What you are asked to do. From the line containing "man in white" down to the last line of the records below, give every line again without any change.
··· Exercise data ···
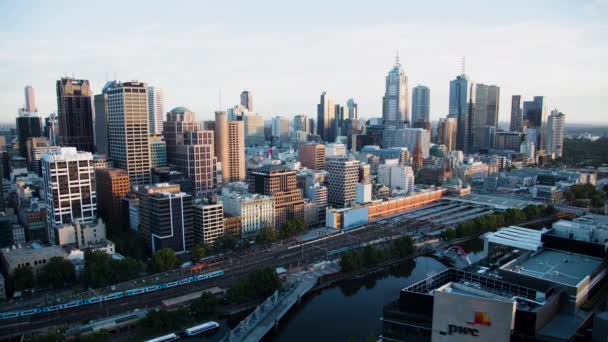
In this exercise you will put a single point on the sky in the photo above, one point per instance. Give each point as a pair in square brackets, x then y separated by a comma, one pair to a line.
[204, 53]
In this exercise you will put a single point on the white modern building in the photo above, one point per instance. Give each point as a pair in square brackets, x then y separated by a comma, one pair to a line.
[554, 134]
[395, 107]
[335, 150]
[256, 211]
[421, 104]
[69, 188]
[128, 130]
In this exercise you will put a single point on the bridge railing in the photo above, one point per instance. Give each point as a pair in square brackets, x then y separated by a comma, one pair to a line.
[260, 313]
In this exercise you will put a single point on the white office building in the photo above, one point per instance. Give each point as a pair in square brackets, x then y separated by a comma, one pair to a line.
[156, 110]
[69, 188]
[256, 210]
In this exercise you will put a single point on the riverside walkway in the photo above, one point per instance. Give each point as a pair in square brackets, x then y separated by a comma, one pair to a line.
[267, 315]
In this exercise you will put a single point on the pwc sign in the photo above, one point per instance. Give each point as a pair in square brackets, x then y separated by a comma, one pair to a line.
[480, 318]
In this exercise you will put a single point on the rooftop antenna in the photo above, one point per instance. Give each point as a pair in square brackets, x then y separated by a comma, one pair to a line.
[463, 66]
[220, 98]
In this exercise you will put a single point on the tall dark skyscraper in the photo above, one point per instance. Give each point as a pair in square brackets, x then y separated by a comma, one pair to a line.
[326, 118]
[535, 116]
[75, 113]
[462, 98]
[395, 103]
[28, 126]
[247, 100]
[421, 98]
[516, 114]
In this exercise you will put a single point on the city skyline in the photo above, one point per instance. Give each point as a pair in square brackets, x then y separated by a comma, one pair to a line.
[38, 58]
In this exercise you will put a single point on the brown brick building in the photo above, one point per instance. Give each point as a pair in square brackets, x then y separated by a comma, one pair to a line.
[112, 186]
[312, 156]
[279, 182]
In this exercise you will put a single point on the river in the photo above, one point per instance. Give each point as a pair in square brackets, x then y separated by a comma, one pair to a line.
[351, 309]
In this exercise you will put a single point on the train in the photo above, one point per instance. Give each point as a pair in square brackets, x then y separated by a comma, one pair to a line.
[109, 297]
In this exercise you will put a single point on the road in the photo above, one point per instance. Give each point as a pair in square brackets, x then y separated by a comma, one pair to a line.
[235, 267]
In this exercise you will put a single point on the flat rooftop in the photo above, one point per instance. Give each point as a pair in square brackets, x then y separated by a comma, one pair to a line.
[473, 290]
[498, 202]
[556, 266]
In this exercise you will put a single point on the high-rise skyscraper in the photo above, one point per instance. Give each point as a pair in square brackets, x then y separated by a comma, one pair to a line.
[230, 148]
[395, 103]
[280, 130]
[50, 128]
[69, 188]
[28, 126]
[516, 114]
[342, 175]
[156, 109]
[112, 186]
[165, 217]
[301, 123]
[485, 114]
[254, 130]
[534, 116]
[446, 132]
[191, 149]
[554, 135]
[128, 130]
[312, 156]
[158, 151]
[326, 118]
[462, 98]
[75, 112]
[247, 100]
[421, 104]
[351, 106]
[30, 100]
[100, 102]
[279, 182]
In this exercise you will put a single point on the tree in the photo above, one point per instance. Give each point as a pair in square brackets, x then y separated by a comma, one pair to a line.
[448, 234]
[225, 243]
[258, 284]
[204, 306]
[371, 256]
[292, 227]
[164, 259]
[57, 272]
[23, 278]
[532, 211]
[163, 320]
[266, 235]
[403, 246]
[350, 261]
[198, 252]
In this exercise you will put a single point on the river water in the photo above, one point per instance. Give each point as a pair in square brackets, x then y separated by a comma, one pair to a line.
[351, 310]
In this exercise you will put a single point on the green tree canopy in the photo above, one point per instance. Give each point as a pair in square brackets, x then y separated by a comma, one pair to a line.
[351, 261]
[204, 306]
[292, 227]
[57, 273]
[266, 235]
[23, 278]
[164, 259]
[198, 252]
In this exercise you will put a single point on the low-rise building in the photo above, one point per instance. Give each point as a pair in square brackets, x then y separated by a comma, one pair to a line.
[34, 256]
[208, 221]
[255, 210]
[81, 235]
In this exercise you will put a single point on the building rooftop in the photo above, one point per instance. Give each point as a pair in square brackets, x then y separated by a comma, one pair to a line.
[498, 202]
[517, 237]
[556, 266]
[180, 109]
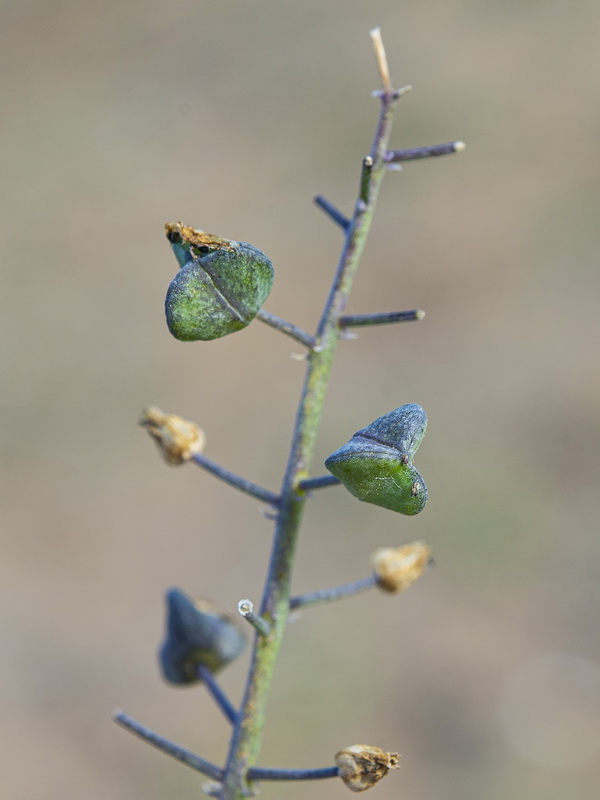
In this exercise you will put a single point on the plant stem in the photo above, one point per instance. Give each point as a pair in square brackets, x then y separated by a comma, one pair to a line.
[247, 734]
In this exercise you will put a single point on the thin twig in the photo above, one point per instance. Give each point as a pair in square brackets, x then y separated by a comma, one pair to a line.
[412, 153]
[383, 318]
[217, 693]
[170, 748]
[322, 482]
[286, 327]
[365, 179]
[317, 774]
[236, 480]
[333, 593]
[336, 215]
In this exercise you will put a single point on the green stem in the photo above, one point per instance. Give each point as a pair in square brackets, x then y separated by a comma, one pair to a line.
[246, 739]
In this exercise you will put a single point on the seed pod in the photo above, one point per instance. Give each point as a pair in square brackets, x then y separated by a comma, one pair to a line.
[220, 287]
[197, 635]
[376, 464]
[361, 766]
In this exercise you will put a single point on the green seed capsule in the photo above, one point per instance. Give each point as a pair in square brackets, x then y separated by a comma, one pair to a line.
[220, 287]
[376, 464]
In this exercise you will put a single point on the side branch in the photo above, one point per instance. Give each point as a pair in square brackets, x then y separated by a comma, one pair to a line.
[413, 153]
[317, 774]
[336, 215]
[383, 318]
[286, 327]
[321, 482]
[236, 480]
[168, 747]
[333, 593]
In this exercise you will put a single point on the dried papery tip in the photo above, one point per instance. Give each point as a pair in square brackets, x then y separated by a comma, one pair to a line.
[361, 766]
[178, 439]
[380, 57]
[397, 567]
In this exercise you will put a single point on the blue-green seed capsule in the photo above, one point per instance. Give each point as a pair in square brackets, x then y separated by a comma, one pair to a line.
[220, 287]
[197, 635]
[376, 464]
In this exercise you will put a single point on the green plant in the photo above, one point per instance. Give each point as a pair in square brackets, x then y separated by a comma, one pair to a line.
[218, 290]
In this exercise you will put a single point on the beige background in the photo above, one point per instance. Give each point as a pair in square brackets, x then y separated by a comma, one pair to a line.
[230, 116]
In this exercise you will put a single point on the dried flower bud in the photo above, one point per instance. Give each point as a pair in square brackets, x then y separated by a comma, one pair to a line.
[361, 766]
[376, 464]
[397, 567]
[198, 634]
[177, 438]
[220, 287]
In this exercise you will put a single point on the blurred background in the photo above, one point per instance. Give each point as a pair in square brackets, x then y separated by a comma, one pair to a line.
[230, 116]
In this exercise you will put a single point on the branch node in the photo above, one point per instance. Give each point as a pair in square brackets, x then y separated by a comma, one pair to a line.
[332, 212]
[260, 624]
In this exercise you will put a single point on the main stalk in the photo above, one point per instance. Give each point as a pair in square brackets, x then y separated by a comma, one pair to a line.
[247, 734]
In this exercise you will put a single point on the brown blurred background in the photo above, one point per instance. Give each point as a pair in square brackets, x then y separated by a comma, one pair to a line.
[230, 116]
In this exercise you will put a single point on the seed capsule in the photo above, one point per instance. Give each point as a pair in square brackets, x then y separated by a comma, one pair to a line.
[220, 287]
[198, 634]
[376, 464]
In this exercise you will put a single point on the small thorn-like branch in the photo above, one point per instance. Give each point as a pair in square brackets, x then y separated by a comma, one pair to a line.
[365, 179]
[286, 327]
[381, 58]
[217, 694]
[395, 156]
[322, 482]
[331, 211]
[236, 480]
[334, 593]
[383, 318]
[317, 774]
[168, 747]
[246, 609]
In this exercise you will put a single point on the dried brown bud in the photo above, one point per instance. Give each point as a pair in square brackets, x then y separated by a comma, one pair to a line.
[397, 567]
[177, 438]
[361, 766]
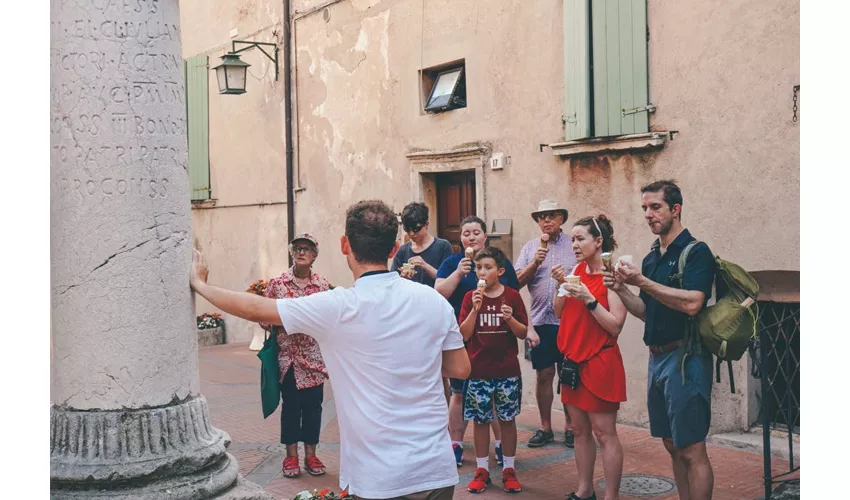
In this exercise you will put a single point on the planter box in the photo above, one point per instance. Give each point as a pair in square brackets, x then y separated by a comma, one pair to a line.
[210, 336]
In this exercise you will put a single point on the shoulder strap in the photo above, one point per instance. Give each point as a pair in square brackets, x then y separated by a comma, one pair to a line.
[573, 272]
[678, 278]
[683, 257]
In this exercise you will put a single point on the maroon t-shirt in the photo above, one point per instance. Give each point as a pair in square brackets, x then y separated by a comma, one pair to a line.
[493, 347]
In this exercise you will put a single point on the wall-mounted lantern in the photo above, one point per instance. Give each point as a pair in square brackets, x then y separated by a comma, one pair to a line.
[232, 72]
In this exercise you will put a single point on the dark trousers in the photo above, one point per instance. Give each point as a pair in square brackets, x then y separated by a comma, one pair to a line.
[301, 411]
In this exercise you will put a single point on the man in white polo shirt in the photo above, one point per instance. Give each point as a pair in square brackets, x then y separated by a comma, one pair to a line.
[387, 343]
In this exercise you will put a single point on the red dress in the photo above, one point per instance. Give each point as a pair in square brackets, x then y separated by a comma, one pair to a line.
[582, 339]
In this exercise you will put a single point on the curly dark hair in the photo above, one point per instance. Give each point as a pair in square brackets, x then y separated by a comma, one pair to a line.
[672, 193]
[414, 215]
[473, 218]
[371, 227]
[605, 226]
···
Finished task.
In this exercise you will put a single point on the man in white polo shirt in the photo above, one point per instance. Give each point as a pair in square brackets, x then y separated by a comma, one pair to a line.
[387, 343]
In this exercise you will put a single point on the red dress in the photo above, one point per instance. Give each point as a pair in square brackets, x then y separated by a comma, one pair to a line.
[582, 339]
In this exercise you will put a single point on the curly dark hair in the photo above, one point per instance. Give each point as a pair in square brackets, x then y separated by a comma, one pair to a line.
[672, 193]
[414, 215]
[473, 218]
[371, 227]
[605, 226]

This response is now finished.